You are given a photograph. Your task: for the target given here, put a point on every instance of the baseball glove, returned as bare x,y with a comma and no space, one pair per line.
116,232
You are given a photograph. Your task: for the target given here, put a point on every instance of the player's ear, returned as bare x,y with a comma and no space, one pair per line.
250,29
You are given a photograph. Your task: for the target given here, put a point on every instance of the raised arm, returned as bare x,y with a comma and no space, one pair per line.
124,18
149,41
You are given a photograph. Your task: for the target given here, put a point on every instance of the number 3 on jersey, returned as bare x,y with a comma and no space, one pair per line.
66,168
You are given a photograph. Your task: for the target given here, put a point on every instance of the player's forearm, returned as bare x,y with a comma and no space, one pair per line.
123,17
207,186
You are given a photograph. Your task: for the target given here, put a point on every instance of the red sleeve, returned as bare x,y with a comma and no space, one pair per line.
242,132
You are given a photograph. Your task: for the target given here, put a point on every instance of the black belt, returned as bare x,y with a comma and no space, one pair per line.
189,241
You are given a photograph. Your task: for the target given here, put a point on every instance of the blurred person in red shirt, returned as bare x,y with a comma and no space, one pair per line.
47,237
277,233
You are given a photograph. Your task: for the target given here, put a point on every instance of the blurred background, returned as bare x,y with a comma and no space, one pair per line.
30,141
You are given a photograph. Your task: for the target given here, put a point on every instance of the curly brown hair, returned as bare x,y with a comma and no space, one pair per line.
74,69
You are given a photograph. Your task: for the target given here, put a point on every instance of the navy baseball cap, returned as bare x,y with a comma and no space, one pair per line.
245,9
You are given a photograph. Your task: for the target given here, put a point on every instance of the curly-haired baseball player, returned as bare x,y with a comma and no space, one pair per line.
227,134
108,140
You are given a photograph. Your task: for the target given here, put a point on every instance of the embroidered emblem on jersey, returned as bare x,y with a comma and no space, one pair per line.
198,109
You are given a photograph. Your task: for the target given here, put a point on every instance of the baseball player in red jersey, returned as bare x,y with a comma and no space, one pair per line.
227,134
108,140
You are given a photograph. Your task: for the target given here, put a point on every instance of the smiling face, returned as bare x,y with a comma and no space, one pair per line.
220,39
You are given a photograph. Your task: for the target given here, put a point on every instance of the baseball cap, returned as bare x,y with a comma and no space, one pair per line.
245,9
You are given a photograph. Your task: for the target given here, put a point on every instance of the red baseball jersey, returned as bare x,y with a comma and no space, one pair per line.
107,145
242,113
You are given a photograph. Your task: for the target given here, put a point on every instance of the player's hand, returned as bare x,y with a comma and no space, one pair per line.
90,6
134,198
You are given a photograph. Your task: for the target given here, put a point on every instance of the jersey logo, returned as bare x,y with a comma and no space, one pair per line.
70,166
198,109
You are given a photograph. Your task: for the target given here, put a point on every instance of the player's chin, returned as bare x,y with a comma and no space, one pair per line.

## Task objective:
Transcribe all of the material without omitting a line.

## Task output:
You are given a photograph. Your task: for the target given here, put a point on every instance of the baseball glove, returned as bare x,y with a comma and no space, one pair per line.
116,232
You are given a photograph. Your task: for the target given here, put a point on every instance of the player's ear, returned as bare x,y with a comma and no space, one pair per line.
250,29
You are given a photograph. Your task: for the target given here, put a point on every instance of the raised arm, returned as bare x,y with a comma and no space, one pair per line.
124,18
149,41
You are given a photograph. Your task: for the target given here, put a point on every instance of the number 3 on jersey, returned as bare x,y with a comma and no space, one pair per line.
66,168
You are given a photograph. Your task: for the target given here, put a point on every instance of the player's forearm, returned as bare x,y with a comma and no space, one pair per line.
123,17
207,186
You are given a photograph. Your task: for the target given here, put a point on every instance of the red sleeve, returned as bare x,y with a comma and no space, one pair per line.
242,132
You are given a photograph. Your task: for the target given here, put a point on every instance of the black belt, returned as bare x,y with a comma and no space, one pair per line.
189,241
You are given a photograph. Your task: for the target given here, put a point on every instance of the blurred person in red shirt, returned as bare x,y with a comma and no space, one pair per line.
47,237
277,233
You are given a photograph. Your task: for the target given here, put a point on every instance of the blurred background, returned as bare x,y with a comma and no space, one pair per line.
30,141
You are given a photograph. Your task: for the target given here, put a point on every instance of the curly brown hair, returned as bare x,y with a comma and no space, one pair per line.
74,69
You are given a photograph. Your task: for the target given here, put a point on every instance of the navy baseball cap, returned as bare x,y with a comma and no space, one pair per line.
245,9
You are given a photograph. Your task: for the target given here, put a point on every instance of the curly-haired baseball player, returned as bare x,y with a comma and no space, one pair per line.
227,134
108,140
You are given a photograph. Your task: for the target given here, put a point on every instance of the embroidered emblem on jersey, returned as bare x,y with a comma and no space, one pair per line.
198,109
You are given a photograph. Your task: for the target given here, put a point on every instance of the baseball player in red jersey, returned as bare x,y with a comma and no space, one pair per line.
227,134
108,140
You are given a photograph. Your task: for the target given here, put a point on every instance of the smiling face, returned as bare x,y with a comma and no space, one pair per line.
220,39
You are given a photograph. Your task: for the target given here, put a point on every instance of the baseball cap, returned as bare x,y with a comma and no space, one pair per line.
245,9
You are given a photograph. Your task: for the target given here, put a point on every instance of the red baseball jersey, returned as bare x,y with a comma and no space, one pair per line.
107,145
242,113
You are given a photograph. Your task: for the target given here, put a point on every instance of the player's hand, returned as bare x,y with a comma and no space, one pair per line.
90,6
134,198
You are given a photograph. Your task: for the target given here, put a point on every instance of the jersey logo, returned as bare x,y with a comma and no space, one pair per line.
70,166
198,109
You are given a photograph. Your task: for the target given here, put a point on every instance of the player's chin, returned as bare x,y with a comma and no space, one pair per line.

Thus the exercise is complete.